● **Problem requirements**
From the entries, copy out every line in which the word "windshield" is found.

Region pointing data
_ _ _
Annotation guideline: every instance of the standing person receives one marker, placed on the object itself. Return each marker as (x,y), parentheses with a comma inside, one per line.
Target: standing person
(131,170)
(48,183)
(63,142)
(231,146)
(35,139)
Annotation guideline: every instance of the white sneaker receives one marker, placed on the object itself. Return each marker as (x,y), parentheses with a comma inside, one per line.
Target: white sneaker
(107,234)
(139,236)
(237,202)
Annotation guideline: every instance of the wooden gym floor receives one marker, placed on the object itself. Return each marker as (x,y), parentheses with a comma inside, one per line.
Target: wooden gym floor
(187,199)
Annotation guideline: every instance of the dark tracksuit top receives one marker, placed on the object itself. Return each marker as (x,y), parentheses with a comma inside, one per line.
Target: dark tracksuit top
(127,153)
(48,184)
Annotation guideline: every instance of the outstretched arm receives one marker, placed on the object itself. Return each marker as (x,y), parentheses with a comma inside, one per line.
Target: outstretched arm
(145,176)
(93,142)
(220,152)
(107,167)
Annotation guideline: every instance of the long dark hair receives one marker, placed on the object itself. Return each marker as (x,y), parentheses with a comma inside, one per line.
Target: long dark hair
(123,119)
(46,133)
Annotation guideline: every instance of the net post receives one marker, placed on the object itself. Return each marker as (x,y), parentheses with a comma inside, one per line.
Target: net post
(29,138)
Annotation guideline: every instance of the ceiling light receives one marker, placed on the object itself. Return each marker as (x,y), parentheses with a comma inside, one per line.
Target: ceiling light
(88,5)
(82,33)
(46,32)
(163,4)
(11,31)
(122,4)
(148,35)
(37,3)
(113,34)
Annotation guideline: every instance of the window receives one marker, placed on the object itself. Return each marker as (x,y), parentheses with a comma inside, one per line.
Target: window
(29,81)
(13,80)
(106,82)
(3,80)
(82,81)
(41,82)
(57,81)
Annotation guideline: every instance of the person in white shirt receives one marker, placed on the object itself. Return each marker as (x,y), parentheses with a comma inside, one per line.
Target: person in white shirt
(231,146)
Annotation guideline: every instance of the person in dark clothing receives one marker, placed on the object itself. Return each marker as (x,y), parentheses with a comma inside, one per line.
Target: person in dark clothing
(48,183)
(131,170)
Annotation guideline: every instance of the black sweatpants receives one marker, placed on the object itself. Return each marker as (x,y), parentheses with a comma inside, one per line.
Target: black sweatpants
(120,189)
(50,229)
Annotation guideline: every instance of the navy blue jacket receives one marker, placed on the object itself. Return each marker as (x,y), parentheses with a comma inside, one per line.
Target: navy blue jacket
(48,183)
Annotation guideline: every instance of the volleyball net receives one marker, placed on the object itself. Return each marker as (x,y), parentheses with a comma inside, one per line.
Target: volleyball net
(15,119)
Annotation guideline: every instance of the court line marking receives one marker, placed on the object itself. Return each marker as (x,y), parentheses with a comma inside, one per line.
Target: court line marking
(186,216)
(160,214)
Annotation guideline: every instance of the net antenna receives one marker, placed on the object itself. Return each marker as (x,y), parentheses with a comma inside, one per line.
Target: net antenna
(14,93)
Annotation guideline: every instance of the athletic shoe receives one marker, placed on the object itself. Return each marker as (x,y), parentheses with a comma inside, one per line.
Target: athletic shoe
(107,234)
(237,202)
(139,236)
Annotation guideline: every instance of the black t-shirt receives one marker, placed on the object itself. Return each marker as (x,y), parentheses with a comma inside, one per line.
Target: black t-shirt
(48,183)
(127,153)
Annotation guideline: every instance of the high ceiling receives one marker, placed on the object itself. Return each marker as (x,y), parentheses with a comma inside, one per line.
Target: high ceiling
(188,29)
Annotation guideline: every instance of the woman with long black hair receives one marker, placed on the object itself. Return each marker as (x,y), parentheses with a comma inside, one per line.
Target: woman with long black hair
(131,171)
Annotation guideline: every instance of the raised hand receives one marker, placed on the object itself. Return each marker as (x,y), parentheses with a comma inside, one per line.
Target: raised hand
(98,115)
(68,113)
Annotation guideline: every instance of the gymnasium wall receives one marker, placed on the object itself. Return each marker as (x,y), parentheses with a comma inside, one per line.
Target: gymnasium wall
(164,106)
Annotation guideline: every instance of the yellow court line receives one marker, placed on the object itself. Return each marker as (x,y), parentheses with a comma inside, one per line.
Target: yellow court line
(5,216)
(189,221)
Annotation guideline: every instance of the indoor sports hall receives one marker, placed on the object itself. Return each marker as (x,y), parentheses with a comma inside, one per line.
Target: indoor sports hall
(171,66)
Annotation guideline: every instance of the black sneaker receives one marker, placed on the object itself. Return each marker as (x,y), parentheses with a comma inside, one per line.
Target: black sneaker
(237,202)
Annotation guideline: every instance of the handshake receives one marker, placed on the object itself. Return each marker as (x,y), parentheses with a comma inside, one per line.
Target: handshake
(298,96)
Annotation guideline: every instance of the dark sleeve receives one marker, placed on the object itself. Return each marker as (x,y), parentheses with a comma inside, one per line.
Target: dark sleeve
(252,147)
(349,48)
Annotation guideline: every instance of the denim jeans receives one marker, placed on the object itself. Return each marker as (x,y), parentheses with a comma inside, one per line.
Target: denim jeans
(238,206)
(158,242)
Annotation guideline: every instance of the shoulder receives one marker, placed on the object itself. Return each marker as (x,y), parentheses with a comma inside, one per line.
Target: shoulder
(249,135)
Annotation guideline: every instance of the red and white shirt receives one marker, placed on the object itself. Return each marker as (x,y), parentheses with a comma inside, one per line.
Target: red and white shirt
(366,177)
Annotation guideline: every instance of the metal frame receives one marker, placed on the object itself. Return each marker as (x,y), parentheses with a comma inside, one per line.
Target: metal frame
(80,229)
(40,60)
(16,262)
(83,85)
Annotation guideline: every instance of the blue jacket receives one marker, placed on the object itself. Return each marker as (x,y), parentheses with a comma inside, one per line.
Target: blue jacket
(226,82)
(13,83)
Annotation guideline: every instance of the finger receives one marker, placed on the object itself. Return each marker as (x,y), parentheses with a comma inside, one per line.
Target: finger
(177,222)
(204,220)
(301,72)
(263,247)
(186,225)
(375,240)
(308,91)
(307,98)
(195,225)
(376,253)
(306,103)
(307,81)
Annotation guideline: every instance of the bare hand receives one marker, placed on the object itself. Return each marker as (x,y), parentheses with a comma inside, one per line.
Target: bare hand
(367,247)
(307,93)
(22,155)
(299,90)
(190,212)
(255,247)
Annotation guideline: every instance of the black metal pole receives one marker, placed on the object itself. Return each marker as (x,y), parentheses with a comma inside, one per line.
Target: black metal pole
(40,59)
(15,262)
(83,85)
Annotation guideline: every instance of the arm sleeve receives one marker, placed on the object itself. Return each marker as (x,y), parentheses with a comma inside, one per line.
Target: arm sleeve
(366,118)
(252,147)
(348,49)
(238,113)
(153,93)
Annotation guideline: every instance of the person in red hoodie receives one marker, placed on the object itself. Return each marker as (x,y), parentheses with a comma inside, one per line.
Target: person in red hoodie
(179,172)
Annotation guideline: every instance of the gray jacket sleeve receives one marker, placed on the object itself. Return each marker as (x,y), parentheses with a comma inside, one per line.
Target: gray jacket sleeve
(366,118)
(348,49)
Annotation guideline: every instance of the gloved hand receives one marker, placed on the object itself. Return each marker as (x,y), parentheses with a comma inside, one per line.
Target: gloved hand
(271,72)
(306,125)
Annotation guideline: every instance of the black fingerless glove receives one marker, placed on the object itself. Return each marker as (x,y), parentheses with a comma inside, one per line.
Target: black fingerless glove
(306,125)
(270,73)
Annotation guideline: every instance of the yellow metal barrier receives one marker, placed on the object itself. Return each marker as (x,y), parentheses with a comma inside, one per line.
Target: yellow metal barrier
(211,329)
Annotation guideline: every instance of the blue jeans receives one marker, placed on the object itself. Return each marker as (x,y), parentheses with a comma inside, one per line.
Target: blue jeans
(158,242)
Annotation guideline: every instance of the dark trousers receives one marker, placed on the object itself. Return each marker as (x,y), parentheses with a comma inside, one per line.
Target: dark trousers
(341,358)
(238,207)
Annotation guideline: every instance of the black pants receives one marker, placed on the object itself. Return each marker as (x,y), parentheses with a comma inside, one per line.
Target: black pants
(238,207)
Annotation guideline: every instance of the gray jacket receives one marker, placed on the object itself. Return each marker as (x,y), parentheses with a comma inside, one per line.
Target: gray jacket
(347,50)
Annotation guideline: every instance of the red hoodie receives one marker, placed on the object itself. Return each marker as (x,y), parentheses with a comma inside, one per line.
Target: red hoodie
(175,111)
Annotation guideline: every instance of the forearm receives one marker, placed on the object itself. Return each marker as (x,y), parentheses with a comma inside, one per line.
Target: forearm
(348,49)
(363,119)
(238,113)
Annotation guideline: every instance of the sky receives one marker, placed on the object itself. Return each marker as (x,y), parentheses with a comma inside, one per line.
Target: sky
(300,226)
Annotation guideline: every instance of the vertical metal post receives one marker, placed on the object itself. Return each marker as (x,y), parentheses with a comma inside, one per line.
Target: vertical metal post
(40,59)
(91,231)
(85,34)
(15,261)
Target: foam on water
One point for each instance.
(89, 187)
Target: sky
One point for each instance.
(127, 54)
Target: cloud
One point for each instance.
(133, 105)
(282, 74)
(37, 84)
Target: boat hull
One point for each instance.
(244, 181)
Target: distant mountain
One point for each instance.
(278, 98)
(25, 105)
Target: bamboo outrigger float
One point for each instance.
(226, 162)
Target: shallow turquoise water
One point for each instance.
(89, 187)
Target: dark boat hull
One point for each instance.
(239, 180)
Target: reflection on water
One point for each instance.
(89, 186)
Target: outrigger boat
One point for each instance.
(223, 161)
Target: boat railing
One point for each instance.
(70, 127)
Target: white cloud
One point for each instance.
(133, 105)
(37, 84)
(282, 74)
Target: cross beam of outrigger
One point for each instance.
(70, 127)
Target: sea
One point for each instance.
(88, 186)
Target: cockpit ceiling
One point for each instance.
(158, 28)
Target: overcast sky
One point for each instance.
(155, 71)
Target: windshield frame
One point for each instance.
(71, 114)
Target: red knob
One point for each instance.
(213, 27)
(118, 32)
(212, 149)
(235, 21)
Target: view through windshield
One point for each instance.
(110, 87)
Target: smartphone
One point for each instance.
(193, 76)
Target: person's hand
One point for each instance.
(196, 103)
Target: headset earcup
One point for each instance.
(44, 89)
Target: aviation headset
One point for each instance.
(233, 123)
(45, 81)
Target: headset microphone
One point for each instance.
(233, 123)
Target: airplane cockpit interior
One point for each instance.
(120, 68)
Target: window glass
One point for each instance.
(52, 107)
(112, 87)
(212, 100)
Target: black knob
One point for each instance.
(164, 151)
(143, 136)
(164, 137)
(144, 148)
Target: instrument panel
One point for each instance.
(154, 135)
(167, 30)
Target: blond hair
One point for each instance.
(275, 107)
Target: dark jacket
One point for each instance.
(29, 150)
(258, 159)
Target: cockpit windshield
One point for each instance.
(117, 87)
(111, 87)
_ _ _
● **Answer to this exercise**
Target: windshield frame
Target: view through windshield
Target: cockpit windshield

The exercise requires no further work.